## [Material supplied]
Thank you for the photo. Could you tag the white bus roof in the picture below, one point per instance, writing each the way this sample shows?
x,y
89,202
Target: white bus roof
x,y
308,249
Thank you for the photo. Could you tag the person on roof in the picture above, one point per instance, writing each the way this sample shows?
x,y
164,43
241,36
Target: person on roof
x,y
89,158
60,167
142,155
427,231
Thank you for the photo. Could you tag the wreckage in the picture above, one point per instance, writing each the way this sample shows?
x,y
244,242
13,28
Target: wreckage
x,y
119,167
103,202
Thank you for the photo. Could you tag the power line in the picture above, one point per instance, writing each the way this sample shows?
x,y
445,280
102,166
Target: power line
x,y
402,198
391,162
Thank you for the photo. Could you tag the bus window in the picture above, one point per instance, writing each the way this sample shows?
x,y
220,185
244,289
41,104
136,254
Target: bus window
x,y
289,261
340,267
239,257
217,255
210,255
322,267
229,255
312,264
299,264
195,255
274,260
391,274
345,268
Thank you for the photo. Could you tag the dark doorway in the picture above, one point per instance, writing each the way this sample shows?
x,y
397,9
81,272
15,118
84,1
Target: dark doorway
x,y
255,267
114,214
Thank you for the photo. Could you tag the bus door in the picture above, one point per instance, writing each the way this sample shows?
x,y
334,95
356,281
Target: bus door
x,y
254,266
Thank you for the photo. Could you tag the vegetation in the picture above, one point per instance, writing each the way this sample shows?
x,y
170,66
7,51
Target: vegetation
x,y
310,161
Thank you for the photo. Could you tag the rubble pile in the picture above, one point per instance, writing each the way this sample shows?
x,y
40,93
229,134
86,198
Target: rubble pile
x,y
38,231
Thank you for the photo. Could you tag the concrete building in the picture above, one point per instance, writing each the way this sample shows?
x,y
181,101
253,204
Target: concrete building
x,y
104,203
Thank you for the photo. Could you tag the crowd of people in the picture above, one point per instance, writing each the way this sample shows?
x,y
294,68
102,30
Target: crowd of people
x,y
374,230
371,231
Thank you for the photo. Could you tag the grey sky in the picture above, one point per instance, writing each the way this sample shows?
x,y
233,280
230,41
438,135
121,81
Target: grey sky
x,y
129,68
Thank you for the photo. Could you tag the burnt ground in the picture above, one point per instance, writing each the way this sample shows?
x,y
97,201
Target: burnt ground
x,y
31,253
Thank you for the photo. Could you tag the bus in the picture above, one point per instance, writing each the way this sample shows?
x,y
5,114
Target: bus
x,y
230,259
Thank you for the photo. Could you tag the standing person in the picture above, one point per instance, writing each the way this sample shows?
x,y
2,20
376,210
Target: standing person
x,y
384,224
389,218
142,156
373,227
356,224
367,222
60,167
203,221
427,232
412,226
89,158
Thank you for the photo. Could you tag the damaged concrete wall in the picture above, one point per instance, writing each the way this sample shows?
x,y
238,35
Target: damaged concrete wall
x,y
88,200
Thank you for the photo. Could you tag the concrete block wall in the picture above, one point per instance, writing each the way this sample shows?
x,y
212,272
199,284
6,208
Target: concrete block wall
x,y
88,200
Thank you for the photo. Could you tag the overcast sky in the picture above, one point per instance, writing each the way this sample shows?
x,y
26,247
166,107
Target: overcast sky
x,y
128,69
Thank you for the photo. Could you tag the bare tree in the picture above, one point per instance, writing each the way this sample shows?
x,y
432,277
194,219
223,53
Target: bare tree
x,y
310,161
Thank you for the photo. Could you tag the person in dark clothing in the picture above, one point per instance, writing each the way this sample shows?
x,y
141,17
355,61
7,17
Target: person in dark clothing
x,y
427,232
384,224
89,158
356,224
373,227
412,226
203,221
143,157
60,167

## [Activity]
Make an exact transcription of all the records.

## [Output for this task]
Thank you for the photo. Could you tag the white bus roof in the picture below, one point per instance, writing each the way this sample shows?
x,y
89,202
Target: white bus roof
x,y
308,249
Thank you for the photo. Could you tag the person on roof in the picture above, one point per instance, writing each the way this sample shows?
x,y
164,43
241,36
Target: person on roof
x,y
89,158
60,167
142,155
427,231
Thank you for the photo. Could you tag the wreckage in the picture above, one point per instance, writing each the way this sample shows?
x,y
244,242
13,28
Target: wreckage
x,y
119,167
103,202
Thank you for the photo. Could you tag the power line in the picture above, one point per instance, writing each the way this sample shows?
x,y
445,280
102,166
Target: power line
x,y
402,198
391,162
Thank you for the photo. Could you tag the bus window in the picture above, one point per instance, writing each the way this sample shows?
x,y
220,185
244,289
41,104
136,254
Target: bus window
x,y
289,261
340,267
239,257
217,255
210,255
322,267
229,255
312,264
299,264
195,255
274,260
391,274
345,268
Thank you for the photo. Could you tag the dark doorway in the picture above, one point per instance, writing each the way this sample shows?
x,y
397,9
81,272
15,118
84,1
Target: dark doorway
x,y
255,267
114,214
Thank you for the photo. Could you tag the bus door in the picture above, one point per instance, writing each the way this sample shows?
x,y
334,95
356,281
Target: bus door
x,y
254,266
Thank you for the photo. Could you tag the vegetation in the picture above, one point per instance, writing each the way this sample shows?
x,y
170,66
7,51
Target: vegetation
x,y
310,161
Thank you for the photo. Could you tag the rubble pile in the picture above, one point per instance, writing each the way this sample shows?
x,y
40,93
229,134
86,198
Target: rubble pile
x,y
38,231
Thank you for the photo. Could you tag the concrete building in the picture above, one point per instance, writing each the way this sample shows?
x,y
181,101
253,204
Target: concrete building
x,y
104,203
Thank you for the photo. Could you tag the crowd of people in the picture above, one point per instance, writing each the way this sample shows?
x,y
294,68
102,30
Target: crowd of people
x,y
374,230
371,231
Thank you for the photo. Could you tag the grey sky in the picture above, one point per instance, writing each the way this sample shows?
x,y
233,280
230,41
438,135
121,81
Target: grey sky
x,y
129,68
Thank you for the photo. Could you tag the burnt ground in the picture above, one point per instance, writing each the way this sample shows?
x,y
97,201
Target: burnt ground
x,y
31,253
Thank you for the photo. Could you tag the bus in the picture above, one point per instance, writing each the way this sample shows?
x,y
5,114
Target: bus
x,y
230,259
Thank you for the photo. Could you tag the standing person in the picture above, one point per instance, writing each the way this sample shows?
x,y
2,20
376,210
Target: standing person
x,y
384,224
389,218
142,156
373,227
356,224
367,222
60,167
203,221
427,232
412,226
89,158
Thank you for the photo. Could you tag the damaged concrete wall in the picture above, one point per instance, writing each the way this sample shows?
x,y
238,35
Target: damaged concrete wall
x,y
88,200
Thank you for the photo. Could you tag the concrete block wall in the picture above, one point per instance, writing each the way this sample shows?
x,y
212,272
199,284
6,208
Target: concrete block wall
x,y
88,200
Thank you for the photo. Could you tag the overcast sky in the picture above, one point per instance, writing each the way this sample shows?
x,y
26,247
166,107
Target: overcast sky
x,y
128,69
Thank you for the photo. Could you tag the bare tree in the picture above, one point per instance, writing each the way this sample shows?
x,y
432,277
194,219
223,53
Target: bare tree
x,y
310,161
Thank you for the photo. Could you tag the person in dark clothing in the picture above, one point per instance, writing each the way this sample shows?
x,y
141,17
355,61
7,17
Target: person in dark clothing
x,y
427,232
384,224
89,158
356,224
373,227
412,226
203,221
143,157
60,167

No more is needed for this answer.